(Given records):

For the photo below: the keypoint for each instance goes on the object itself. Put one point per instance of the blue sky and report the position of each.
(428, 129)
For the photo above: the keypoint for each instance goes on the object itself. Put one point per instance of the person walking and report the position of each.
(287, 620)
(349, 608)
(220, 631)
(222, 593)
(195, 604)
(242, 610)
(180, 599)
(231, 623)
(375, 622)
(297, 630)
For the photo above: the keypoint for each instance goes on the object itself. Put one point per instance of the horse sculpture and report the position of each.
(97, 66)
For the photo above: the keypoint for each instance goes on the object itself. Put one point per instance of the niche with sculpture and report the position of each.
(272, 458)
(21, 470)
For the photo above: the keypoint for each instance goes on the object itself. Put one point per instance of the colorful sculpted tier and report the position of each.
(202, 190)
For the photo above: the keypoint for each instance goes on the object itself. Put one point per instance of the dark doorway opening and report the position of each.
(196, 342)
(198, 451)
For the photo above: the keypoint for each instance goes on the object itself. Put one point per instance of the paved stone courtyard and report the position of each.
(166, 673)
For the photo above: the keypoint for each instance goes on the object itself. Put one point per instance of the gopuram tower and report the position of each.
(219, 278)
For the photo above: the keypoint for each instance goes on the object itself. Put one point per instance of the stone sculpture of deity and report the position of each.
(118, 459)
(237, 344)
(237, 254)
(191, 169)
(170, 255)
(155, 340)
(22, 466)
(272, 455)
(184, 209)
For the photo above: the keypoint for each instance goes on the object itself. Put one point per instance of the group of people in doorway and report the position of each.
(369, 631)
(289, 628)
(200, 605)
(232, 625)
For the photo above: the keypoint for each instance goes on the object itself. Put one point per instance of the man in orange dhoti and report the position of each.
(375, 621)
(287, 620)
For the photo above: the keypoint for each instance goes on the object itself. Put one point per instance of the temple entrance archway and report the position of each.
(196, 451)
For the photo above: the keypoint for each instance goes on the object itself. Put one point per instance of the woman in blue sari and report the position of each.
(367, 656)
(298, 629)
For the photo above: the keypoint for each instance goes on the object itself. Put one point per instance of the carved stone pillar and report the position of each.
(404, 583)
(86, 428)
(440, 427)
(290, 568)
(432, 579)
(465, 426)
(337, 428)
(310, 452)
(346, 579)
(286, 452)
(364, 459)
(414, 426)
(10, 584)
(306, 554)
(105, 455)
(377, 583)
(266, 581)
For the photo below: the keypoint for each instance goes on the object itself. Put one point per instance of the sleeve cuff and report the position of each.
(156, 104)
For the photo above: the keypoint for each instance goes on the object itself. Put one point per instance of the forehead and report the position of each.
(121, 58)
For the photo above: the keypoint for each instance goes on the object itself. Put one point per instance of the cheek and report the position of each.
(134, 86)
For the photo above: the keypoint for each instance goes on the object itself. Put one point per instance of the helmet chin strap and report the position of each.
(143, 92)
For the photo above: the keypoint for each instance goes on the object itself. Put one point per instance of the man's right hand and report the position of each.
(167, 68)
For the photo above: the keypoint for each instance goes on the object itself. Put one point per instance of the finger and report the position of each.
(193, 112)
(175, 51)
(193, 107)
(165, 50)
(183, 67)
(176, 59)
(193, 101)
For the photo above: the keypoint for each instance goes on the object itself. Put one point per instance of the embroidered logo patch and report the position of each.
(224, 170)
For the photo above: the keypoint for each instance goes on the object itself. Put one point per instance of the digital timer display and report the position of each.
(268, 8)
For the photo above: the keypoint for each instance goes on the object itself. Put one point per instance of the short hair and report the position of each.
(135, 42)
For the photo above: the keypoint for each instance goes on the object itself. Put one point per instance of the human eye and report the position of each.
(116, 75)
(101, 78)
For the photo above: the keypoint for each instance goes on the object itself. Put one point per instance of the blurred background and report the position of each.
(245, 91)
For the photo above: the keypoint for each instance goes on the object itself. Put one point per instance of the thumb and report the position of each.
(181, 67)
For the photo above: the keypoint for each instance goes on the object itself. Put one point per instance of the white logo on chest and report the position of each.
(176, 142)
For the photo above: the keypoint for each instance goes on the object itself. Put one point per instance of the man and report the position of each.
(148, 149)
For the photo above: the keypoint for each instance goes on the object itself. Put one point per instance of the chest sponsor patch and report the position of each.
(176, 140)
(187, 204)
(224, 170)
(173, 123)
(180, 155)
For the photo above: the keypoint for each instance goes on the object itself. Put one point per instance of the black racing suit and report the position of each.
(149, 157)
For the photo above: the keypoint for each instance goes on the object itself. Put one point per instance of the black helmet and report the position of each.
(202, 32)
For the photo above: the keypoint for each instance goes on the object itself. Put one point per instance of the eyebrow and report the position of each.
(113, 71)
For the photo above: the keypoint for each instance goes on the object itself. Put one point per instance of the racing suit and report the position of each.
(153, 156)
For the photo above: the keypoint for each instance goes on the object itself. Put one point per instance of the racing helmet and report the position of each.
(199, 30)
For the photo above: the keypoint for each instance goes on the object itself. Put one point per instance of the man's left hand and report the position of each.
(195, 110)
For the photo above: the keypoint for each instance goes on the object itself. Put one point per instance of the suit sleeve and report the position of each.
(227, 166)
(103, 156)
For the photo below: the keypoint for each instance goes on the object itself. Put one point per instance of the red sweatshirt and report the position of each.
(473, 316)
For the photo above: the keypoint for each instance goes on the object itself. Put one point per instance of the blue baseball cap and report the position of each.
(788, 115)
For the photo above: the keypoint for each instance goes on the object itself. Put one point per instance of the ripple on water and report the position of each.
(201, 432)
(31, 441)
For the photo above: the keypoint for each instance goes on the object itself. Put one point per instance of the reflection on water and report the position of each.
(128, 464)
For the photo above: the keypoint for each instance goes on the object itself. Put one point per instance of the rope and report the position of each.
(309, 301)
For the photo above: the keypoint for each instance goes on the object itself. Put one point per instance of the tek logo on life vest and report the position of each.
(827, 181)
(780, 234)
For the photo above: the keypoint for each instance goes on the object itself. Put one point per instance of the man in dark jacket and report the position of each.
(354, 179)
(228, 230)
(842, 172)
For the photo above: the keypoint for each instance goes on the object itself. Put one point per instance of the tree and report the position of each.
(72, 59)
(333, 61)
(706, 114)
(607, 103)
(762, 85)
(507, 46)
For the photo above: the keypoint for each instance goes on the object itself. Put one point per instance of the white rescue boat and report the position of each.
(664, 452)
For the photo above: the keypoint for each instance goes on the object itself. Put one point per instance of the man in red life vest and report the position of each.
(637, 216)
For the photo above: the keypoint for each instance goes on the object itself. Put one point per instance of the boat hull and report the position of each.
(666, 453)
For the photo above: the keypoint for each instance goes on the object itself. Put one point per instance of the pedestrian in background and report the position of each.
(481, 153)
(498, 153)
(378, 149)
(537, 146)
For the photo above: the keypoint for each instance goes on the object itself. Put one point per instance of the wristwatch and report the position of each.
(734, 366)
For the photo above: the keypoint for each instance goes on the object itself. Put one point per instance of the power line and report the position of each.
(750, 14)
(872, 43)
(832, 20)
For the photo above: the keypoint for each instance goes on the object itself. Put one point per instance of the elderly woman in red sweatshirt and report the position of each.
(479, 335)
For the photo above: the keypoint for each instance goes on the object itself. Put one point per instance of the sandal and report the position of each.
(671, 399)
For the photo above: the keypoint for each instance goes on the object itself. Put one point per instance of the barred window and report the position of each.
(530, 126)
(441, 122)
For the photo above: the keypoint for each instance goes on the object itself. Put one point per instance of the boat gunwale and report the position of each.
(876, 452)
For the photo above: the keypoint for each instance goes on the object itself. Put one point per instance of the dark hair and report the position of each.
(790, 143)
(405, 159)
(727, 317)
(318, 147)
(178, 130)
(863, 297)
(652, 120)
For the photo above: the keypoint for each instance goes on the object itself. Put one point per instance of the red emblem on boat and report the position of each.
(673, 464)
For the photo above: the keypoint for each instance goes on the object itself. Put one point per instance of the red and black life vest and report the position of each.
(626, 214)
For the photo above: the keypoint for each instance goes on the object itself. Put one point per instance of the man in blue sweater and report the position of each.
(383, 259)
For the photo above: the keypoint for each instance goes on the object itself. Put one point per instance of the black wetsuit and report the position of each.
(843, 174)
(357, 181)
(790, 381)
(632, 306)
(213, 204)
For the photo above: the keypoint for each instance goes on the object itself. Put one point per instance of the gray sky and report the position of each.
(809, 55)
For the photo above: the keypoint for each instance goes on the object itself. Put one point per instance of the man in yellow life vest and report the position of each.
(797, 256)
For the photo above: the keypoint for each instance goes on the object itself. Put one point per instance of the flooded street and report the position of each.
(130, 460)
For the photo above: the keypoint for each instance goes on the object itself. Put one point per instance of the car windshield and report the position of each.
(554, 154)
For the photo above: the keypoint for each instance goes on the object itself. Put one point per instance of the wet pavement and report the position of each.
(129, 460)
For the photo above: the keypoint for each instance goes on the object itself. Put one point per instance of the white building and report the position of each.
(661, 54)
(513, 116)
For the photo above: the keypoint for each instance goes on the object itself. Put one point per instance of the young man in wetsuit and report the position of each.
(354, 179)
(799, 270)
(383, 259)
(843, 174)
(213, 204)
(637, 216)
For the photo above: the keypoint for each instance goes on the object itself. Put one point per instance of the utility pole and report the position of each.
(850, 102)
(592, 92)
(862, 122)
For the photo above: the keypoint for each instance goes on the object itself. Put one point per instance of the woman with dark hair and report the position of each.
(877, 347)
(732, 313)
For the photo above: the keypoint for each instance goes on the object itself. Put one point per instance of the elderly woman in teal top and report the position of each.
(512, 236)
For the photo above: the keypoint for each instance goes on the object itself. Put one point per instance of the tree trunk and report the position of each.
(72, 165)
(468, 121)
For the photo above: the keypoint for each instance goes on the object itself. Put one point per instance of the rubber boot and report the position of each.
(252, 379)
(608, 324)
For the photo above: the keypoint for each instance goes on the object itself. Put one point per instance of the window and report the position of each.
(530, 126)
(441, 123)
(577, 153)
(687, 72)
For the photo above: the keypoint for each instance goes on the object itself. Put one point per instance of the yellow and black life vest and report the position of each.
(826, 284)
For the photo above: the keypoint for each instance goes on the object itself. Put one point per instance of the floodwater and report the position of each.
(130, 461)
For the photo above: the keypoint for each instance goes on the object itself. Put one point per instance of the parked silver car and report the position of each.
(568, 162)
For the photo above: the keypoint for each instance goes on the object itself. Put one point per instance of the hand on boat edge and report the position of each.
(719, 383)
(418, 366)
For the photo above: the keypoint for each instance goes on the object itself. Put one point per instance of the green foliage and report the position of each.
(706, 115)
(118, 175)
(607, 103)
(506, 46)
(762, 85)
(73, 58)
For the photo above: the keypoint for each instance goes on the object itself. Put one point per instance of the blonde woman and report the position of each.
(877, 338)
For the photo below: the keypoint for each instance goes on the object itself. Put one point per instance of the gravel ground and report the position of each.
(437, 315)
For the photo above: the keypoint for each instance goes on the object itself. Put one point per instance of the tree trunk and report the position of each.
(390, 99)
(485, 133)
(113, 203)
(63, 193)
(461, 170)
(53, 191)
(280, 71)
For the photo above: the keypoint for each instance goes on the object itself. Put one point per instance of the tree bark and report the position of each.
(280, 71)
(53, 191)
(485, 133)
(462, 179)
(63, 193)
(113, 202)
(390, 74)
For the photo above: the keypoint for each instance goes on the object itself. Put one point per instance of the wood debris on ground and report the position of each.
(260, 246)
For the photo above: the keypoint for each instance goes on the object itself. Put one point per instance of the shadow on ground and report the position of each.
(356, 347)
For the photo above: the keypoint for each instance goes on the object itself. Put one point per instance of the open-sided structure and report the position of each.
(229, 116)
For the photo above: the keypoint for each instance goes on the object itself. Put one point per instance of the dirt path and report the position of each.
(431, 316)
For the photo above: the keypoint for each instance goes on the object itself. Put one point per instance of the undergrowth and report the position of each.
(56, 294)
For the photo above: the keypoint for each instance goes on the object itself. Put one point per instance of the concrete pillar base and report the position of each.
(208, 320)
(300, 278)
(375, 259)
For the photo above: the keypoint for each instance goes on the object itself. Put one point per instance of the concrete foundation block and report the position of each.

(What to do):
Your task is to transcribe the line containing "path and report the position of each." and every line after it, through the last line of the data, exactly as written and with nothing more.

(Answer for the task):
For the photo above: the keypoint for each instance goes on the object itself. Put one point per instance of the dirt path and report the position of each.
(431, 316)
For the photo above: the keypoint for each instance goes on the object itself. Put one point per instance of the undergrowth and report the position of each.
(56, 294)
For the photo above: the keypoint for each instance goes on the object itself. Put one point per instance of the concrete pillar base and report the position of each.
(208, 320)
(300, 278)
(375, 259)
For the photo above: the keypoint for each instance goes on the object itself. Put one point per instance of the concrete foundation block and report the position of each.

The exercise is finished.